What you need to do – Images should not appear in the copy, yet every line of the listing below must be printed exactly.

Records shown –
****************************************
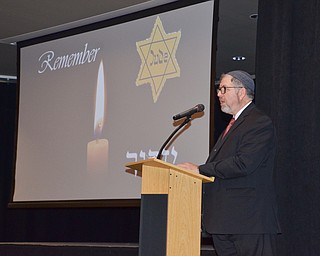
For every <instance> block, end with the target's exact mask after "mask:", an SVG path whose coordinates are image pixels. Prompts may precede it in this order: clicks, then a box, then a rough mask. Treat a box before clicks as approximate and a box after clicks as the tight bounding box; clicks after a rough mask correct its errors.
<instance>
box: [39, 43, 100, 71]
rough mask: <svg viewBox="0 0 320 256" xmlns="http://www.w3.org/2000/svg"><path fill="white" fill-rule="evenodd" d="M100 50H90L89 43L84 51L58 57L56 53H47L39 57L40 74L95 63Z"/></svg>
mask: <svg viewBox="0 0 320 256" xmlns="http://www.w3.org/2000/svg"><path fill="white" fill-rule="evenodd" d="M99 50H100V48H93V49H88V43H86V44H85V45H84V50H83V51H81V52H76V53H71V54H66V55H62V56H58V57H55V52H54V51H46V52H44V53H43V54H42V55H41V56H40V57H39V63H40V69H39V70H38V73H39V74H42V73H44V72H45V71H46V70H49V71H55V70H58V69H64V68H70V67H73V66H78V65H83V64H85V63H91V62H95V61H96V58H97V54H98V52H99Z"/></svg>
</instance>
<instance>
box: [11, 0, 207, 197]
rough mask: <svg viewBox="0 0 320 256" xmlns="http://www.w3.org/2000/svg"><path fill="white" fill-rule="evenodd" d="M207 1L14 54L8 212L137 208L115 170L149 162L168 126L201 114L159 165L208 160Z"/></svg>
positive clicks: (176, 142)
mask: <svg viewBox="0 0 320 256" xmlns="http://www.w3.org/2000/svg"><path fill="white" fill-rule="evenodd" d="M212 30H213V1H205V2H200V3H197V4H193V5H189V6H185V7H183V8H178V9H174V10H169V11H165V12H161V13H157V14H155V15H151V16H146V17H143V18H139V19H135V20H131V21H127V22H124V23H119V24H116V25H112V26H107V27H103V28H99V29H95V30H92V31H86V32H84V33H77V34H73V35H68V36H67V37H61V38H60V37H59V38H56V39H54V40H52V39H50V40H48V41H43V42H39V43H36V44H30V45H28V44H27V45H23V46H22V47H20V48H19V50H20V59H19V63H20V74H19V81H20V84H19V102H18V105H19V114H18V119H17V121H18V124H17V150H16V164H15V181H14V192H13V199H12V202H13V203H14V202H52V201H65V200H67V201H68V200H100V199H139V198H140V186H141V178H140V177H138V176H135V175H131V174H128V173H127V172H125V166H124V165H125V164H126V163H130V162H134V161H139V160H143V159H148V158H150V157H155V156H156V155H157V153H158V151H159V148H160V146H161V145H162V144H163V142H164V141H165V140H166V139H167V137H168V136H169V135H170V133H171V132H172V131H173V130H174V129H175V128H176V127H177V124H176V123H174V122H173V119H172V116H173V115H175V114H177V113H179V112H182V111H184V110H187V109H189V108H192V107H193V106H195V105H196V104H199V103H201V104H203V105H204V106H205V111H204V114H203V115H200V116H199V117H196V118H194V119H193V120H192V121H191V123H190V124H191V125H190V126H188V127H187V129H185V130H183V132H181V133H180V134H179V136H177V138H175V140H174V141H173V143H171V144H170V146H169V147H168V148H166V149H165V150H164V152H163V158H162V160H164V161H167V162H170V163H173V164H177V163H180V162H184V161H192V162H195V163H203V162H204V161H205V160H206V157H207V155H208V150H209V109H210V108H209V106H210V82H211V81H210V77H211V51H212V49H211V48H212Z"/></svg>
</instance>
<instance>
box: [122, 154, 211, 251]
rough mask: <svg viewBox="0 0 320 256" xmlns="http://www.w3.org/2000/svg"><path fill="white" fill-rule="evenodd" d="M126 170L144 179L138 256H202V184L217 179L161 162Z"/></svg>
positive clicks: (142, 164) (138, 166)
mask: <svg viewBox="0 0 320 256" xmlns="http://www.w3.org/2000/svg"><path fill="white" fill-rule="evenodd" d="M126 167H128V168H130V169H129V170H127V172H129V173H136V174H137V173H138V175H139V176H142V188H141V210H140V237H139V256H158V255H159V256H164V255H166V256H179V255H181V256H200V243H201V195H202V183H203V182H213V181H214V178H209V177H206V176H203V175H201V174H196V173H193V172H190V171H187V170H185V169H182V168H179V167H177V166H175V165H173V164H170V163H167V162H164V161H162V160H158V159H148V160H143V161H139V162H134V163H129V164H127V165H126Z"/></svg>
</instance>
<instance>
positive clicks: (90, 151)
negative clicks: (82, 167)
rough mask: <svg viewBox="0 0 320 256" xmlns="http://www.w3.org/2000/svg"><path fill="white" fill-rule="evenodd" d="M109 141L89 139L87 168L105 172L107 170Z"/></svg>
mask: <svg viewBox="0 0 320 256" xmlns="http://www.w3.org/2000/svg"><path fill="white" fill-rule="evenodd" d="M108 155H109V142H108V140H106V139H98V140H93V141H90V142H89V143H88V145H87V170H88V171H90V172H103V171H104V172H105V171H107V170H108Z"/></svg>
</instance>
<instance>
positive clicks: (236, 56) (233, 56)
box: [232, 56, 246, 61]
mask: <svg viewBox="0 0 320 256" xmlns="http://www.w3.org/2000/svg"><path fill="white" fill-rule="evenodd" d="M232 59H233V60H234V61H243V60H245V59H246V57H244V56H233V57H232Z"/></svg>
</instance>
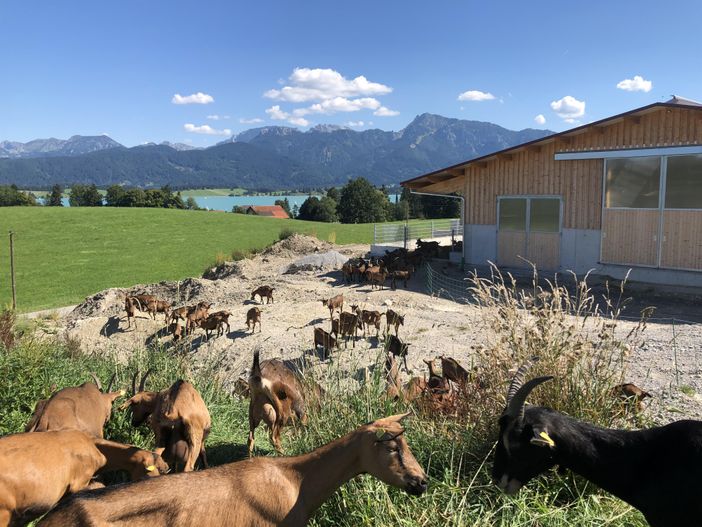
****************************************
Response to the task –
For every <instance> block, end with the target's exact mask after "mask:", an SVG path whose coordinates are image pixels. Prompts may precede it in this order: clicks, then a box, then a rough mask. Treat a box before clicks as approximate and a box after clicks as the tight bounding box; clicks after a rough mask correct its errors.
<instance>
box: [39, 43, 100, 71]
rough mask: <svg viewBox="0 0 320 256" xmlns="http://www.w3.org/2000/svg"><path fill="white" fill-rule="evenodd" d="M100 50H90L89 43L84 51L58 57L56 53H47L39 57L40 74L95 63Z"/></svg>
mask: <svg viewBox="0 0 320 256" xmlns="http://www.w3.org/2000/svg"><path fill="white" fill-rule="evenodd" d="M99 50H100V48H93V49H88V43H86V44H85V45H84V50H83V51H81V52H76V53H71V54H66V55H62V56H58V57H55V52H54V51H46V52H44V53H43V54H42V55H41V56H40V57H39V63H40V69H39V70H38V73H39V74H42V73H44V72H45V71H46V70H49V71H55V70H58V69H64V68H70V67H73V66H78V65H83V64H85V63H91V62H95V61H96V58H97V54H98V52H99Z"/></svg>
</instance>
<instance>
box: [11, 0, 207, 197]
rough mask: <svg viewBox="0 0 320 256" xmlns="http://www.w3.org/2000/svg"><path fill="white" fill-rule="evenodd" d="M207 1L14 54L8 212L137 208L115 170L149 162L168 126L201 114L159 165L208 160Z"/></svg>
positive clicks: (176, 142)
mask: <svg viewBox="0 0 320 256" xmlns="http://www.w3.org/2000/svg"><path fill="white" fill-rule="evenodd" d="M212 30H213V1H205V2H200V3H197V4H193V5H189V6H185V7H183V8H178V9H174V10H169V11H165V12H161V13H157V14H155V15H151V16H146V17H143V18H139V19H135V20H131V21H127V22H124V23H119V24H116V25H112V26H107V27H103V28H99V29H95V30H92V31H86V32H84V33H77V34H73V35H68V36H67V37H61V38H60V37H59V38H56V39H54V40H52V39H50V40H48V41H43V42H39V43H36V44H30V45H28V44H27V45H23V46H22V47H20V48H19V50H20V59H19V63H20V74H19V81H20V84H19V102H18V105H19V114H18V119H17V121H18V124H17V150H16V164H15V181H14V192H13V199H12V202H13V203H14V202H52V201H65V200H67V201H68V200H100V199H139V198H140V186H141V178H140V177H138V176H135V175H131V174H128V173H127V172H125V166H124V165H125V164H126V163H130V162H134V161H139V160H143V159H148V158H150V157H155V156H156V155H157V153H158V151H159V148H160V146H161V145H162V144H163V142H164V141H165V140H166V139H167V137H168V136H169V135H170V133H171V132H172V131H173V130H174V129H175V128H176V127H177V124H176V123H174V122H173V119H172V116H173V115H175V114H177V113H179V112H182V111H184V110H187V109H189V108H192V107H193V106H195V105H196V104H199V103H201V104H203V105H204V106H205V111H204V114H203V115H200V116H199V117H196V118H194V119H193V120H192V121H191V123H190V124H191V125H190V126H188V127H187V129H185V130H183V132H181V133H180V134H179V136H177V138H175V140H174V141H173V143H171V144H170V146H169V147H168V148H166V149H165V150H164V152H163V158H162V160H164V161H167V162H170V163H173V164H177V163H180V162H184V161H192V162H195V163H203V162H204V161H205V160H206V157H207V155H208V150H209V109H210V108H209V106H210V82H211V81H210V77H211V51H212V49H211V48H212Z"/></svg>
</instance>
<instance>
box: [122, 154, 211, 251]
rough mask: <svg viewBox="0 0 320 256" xmlns="http://www.w3.org/2000/svg"><path fill="white" fill-rule="evenodd" d="M126 170L144 179L138 256H202V184L217 179L161 162Z"/></svg>
positive clicks: (142, 164) (138, 166)
mask: <svg viewBox="0 0 320 256" xmlns="http://www.w3.org/2000/svg"><path fill="white" fill-rule="evenodd" d="M126 167H128V168H130V169H129V170H127V172H129V173H136V174H137V173H138V175H139V176H142V188H141V210H140V237H139V256H158V255H159V256H164V255H166V256H179V255H181V256H200V243H201V195H202V183H203V182H213V181H214V178H209V177H206V176H203V175H201V174H196V173H193V172H190V171H187V170H185V169H182V168H179V167H177V166H175V165H173V164H170V163H167V162H164V161H162V160H158V159H148V160H143V161H139V162H134V163H129V164H127V165H126Z"/></svg>
</instance>
<instance>
positive clicks: (90, 151)
negative clicks: (82, 167)
rough mask: <svg viewBox="0 0 320 256" xmlns="http://www.w3.org/2000/svg"><path fill="white" fill-rule="evenodd" d="M109 141L89 139L87 168L105 172L107 170Z"/></svg>
mask: <svg viewBox="0 0 320 256" xmlns="http://www.w3.org/2000/svg"><path fill="white" fill-rule="evenodd" d="M108 155H109V142H108V140H106V139H98V140H93V141H90V142H89V143H88V145H87V170H88V171H90V172H103V171H104V172H105V171H107V170H108Z"/></svg>
</instance>
<instance>
positive clicks: (236, 56) (233, 56)
box: [232, 56, 246, 61]
mask: <svg viewBox="0 0 320 256" xmlns="http://www.w3.org/2000/svg"><path fill="white" fill-rule="evenodd" d="M232 59H233V60H234V61H243V60H245V59H246V57H244V56H233V57H232Z"/></svg>
</instance>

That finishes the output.